#### Extract:
========

Corporate Governance is a set of customs, laws, policies, processes and institutions governing the way a company or corporations is administered, controlled or directed. An important part of corporate governance is the nature and extent of accountability of certain individuals in an organization. Corporate governance is also used as a mechanism to reduce principle issue of the working environments.
Corporate Governance also speaks of the relationship of the stakeholders who are involved and the goals for which the corporation is governed. In modern business corporations, the external stakeholders are mainly the shareholders, trade creditors, debt holders, customers, suppliers and communities, who are affected by the activities of the organization. The board of directors, employees and executives are internal stake holders.
There are three different aspects of difference in corporate governance of the US and UK. Firstly the US 1998 Weisbach Reports shows a closer relation of performance where the board is dominated by non executive directors, to the CEO’s turnover in the firm.

========

#### Information given:
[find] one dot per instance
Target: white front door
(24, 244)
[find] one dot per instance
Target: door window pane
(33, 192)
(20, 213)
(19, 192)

========

#### Given problem 1:
List every external stakeholder that the corporate governance text names.
#### Given problem 2:
According to the corporate governance text, how many aspects of difference are there between corporate governance in the US and the UK?
#### Given problem 3:
Continue the corporate governance text from its final sentence.

#### Final answer 1:
Shareholders, trade creditors, debt holders, customers, suppliers, and communities.

#### Final answer 2:
Three.

#### Final answer 3:
The combined code on corporate Governance, which is now known as the UK Corporate Governance Code are a set of principles of corporate governance applicable to UK’s listed companies. A body known as the Financial Reporting Counsel (FRC) oversees and takes responsibility into the implementation of the code. In May 2010, the FRC updated the code with a conclusive report of the recent consultation process along with the review period that was raised. The code applies to companies, with reporting period, starting from 29th June 2010.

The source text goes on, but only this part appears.